** start of QUOTED TEXT **

Rob Collie (00:59:44): Nothing in the end needs to sound like it was super smart, and yet the smart is figuring out which of those things needs the bold button pressed. And again, this is something I have tried to emulate everywhere I have gone since then. Something else I'm "[borging 00:02:05]" from you. If there's value in this for you, it's just hearing a deeply observational person. I am an observational human being, right? I studied you under a microscope all those years, whether you knew it or not.
Dave Gainer (01:00:16): I didn't realize I was studied that carefully.
Rob Collie (01:00:19): It really was good news for me that I didn't really have a choice but to take you seriously. I mean, you are my manager, right? So you can't succeed if you and your manager aren't aligned on at least some important core principles. And if every idea, every plan that you have for things that you are going to do in the product, if they have to go through a certain person for approval, well, you better get good at communicating with and anticipating what that person is going to... what their reactions are going to be. The thing I wanted to highlight though, is that the principles that you fall in, in your business, if you're doing it right, they never sound like obscure, mystical genius. That's not how it is. If you're looking for that, you're looking in the wrong place. You need to find the simple things that you can all get behind and you can't pick everything.
Rob Collie (01:01:10): It's a prioritization between those things that you can use to guide yourself. We also had a really bad habit back in the day of, whenever we were talking about features and capabilities, we would always formulate it as a yes, no question. Should we add this to the product? And by formulating it as yes, no, we were already baking in friction and failure, because by the time something got to the point where we were asking that question, it was a good enough idea that the answer was probably yes.
Rob Collie (01:01:41): As simple as it sounds, you broke me and I think a lot of other people like me, of that habit and got us much more into the, "No, no, no, no, no. Not yes, no. We get so many things to do and we have to rank them against each other". And that's the question, is it more valuable than this other thing? Not, yes no. Very, very, very simple. Again, you have no idea to what degree that has successfully impacted in a positive direction everything I've done since then. I describe to people a lot of times like, "Hey, you know what? I'm really just a gainer franchise".
Dave Gainer (01:02:21): I don't know if franchise is the right word. You're going to have to come up with another word.
Rob Collie (01:02:26): All right.
Dave Gainer (01:02:26): Because I was your manager, so I'm willing to-
Rob Collie (01:02:28): Affiliate.
Dave Gainer (01:02:28): I'm willing to accept that I have some responsibility for how you developed as a person. When we spent time together, I couldn't do a podcast like this. I don't think I could have gone and built the business you built, and so like, sorry, but it's more complex than that.
Rob Collie (01:02:41): How about this? I was your student. I think that's a good way to put it. In the same way that Mark Cuban was Wayne Winston's student. Like, I don't think Mark Cuban is a Wayne Winston franchise, but he was a student.
Dave Gainer (01:02:57): Oh, I didn't realize that was the tie.
Rob Collie (01:02:59): Yeah.
Thomas LaRock (01:02:59): Oh, yeah.
Dave Gainer (01:03:00): Okay, interesting. Did I miss that? Because I listened to that podcast. Did you guys talk about that or is... I don't remember that.

** end of QUOTED TEXT **
** start of PROVIDED RECORDS **

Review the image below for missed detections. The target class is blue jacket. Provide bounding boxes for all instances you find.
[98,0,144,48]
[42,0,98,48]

** end of PROVIDED RECORDS **
** start of PROVIDED RECORDS **

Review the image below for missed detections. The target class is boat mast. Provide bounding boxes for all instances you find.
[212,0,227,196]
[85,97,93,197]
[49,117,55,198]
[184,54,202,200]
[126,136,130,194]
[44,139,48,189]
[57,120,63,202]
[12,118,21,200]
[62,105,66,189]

** end of PROVIDED RECORDS **

▶ WRITTEN PROBLEM 1:
List every person named in the podcast transcript, including the speakers.
▶ WRITTEN PROBLEM 2:
In the podcast transcript, what word does Rob Collie first suggest after Dave Gainer objects to the word "franchise"?

▶ OUTPUT 1:
Rob Collie, Dave Gainer, Thomas LaRock, Mark Cuban, Wayne Winston

▶ OUTPUT 2:
Affiliate.